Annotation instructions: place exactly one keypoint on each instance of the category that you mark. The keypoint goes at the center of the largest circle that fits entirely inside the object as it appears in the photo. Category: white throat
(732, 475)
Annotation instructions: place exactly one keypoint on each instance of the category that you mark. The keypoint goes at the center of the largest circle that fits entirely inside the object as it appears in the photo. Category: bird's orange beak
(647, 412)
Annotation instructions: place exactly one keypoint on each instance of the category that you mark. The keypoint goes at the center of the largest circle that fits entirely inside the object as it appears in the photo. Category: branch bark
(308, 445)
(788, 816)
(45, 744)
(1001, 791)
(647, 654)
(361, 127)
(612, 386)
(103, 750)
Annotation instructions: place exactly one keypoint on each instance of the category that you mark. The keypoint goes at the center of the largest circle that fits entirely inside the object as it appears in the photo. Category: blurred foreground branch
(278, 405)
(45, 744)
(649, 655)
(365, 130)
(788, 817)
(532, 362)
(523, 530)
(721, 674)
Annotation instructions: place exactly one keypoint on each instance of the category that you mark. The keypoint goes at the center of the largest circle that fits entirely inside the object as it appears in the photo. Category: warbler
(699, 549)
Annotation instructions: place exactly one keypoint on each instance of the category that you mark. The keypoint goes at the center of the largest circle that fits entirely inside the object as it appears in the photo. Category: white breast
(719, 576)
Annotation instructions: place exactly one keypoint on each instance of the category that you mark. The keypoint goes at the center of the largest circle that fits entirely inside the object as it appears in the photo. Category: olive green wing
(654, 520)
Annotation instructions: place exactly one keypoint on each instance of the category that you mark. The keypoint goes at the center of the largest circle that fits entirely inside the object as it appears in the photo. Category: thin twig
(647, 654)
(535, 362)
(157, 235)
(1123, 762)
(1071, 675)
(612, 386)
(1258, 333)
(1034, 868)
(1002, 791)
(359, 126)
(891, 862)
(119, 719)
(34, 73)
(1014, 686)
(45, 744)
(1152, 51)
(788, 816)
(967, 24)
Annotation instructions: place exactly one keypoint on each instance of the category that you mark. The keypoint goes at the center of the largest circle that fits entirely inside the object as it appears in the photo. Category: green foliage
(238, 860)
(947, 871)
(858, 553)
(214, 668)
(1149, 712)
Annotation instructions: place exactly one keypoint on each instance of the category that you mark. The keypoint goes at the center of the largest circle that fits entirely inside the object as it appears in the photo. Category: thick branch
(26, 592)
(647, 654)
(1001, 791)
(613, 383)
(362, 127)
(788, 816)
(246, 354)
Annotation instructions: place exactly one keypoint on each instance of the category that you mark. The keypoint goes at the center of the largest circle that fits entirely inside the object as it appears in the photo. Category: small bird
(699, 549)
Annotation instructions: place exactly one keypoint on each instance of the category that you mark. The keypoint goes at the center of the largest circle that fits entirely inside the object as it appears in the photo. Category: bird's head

☆ ☆ ☆ ☆ ☆

__Task to complete__. Each entry is to be returned in full, character for character.

__The response__.
Annotation instructions: place exactly one keypoint on each instance of the category that you mark. The keypoint goes at the center of the largest circle that fits entirely inside the object as it appears in the photo. Category: white throat
(732, 475)
Annotation instructions: place exactly one keypoint on each instance of the category that you mark. The keypoint goes at the center of the largest circle that fits entirely inside the object as it appears in the photo. Category: bird's orange beak
(647, 412)
Annotation instructions: place exactly one keypoint on each instance of the category that you mark. The keypoint goes at the center of the largest circle that fits entirely inside the object as it appears in the photo. Category: branch bark
(308, 445)
(788, 816)
(45, 744)
(1001, 791)
(647, 654)
(361, 127)
(612, 386)
(103, 750)
Annotation instructions: place exactly one keypoint on each instance of the category that you mark. The keypoint goes at the center of the largest circle that fits entirely inside the object as it appears in the photo. Category: blurred foreground branch
(278, 405)
(45, 744)
(649, 655)
(365, 130)
(788, 817)
(532, 362)
(523, 530)
(721, 674)
Annotation instructions: place exactly one keypoint on each instance of the category that you mark. The keypoint goes at the center of the largest circle that fits entirely inside the object as it appears in the photo. Category: warbler
(699, 549)
Annotation instructions: place exactly one keypoint on each instance of the category that you mark. The keypoint goes at the center of the largest circle that fits entirely inside the object as it appears in the photo. Category: white breast
(719, 576)
Annotation instructions: place exactly one keypoint on each instance of the category that you mark. The keypoint goes at the center of the largest circle that fits entirely inside the object as it appears in the photo. Category: olive green wing
(654, 520)
Annotation instructions: place exactly one keypoint on each instance of the category that you mark. The keypoint goes at the center of the largest circle that fits entirely inside the object as it appears in the photo. Category: thin twig
(647, 654)
(535, 362)
(157, 235)
(1123, 762)
(1071, 675)
(612, 386)
(1258, 333)
(1034, 868)
(1002, 791)
(359, 126)
(891, 862)
(119, 719)
(34, 73)
(1014, 686)
(45, 744)
(1152, 51)
(788, 816)
(967, 24)
Annotation instructions: place exactly one keypoint on each instance of the category that you mark. The keypoint goes at the center of the largest circle that fits entirely inside the object as it appears in the photo. Category: green foliage
(238, 860)
(947, 871)
(858, 553)
(214, 668)
(1149, 712)
Annotation instructions: place exactly one keypoint on each instance of the category that you mark. The keypoint goes at the center of the largest circle that fits entirely inside the object as it appears in the photo. Category: thick branch
(26, 592)
(647, 654)
(1001, 791)
(613, 383)
(362, 127)
(788, 816)
(246, 354)
Annotation instructions: place exactly one keypoint on each instance of the category that you mark. The keypoint goes at the center of the largest circle that fits entirely inside the object as it appears in the photo. Category: small bird
(699, 549)
Annotation instructions: place exactly one keypoint on each instance of the category that you mark. The keypoint goes at the center of the largest circle that fits entirely inside the object as it appears in the photo. Category: bird's head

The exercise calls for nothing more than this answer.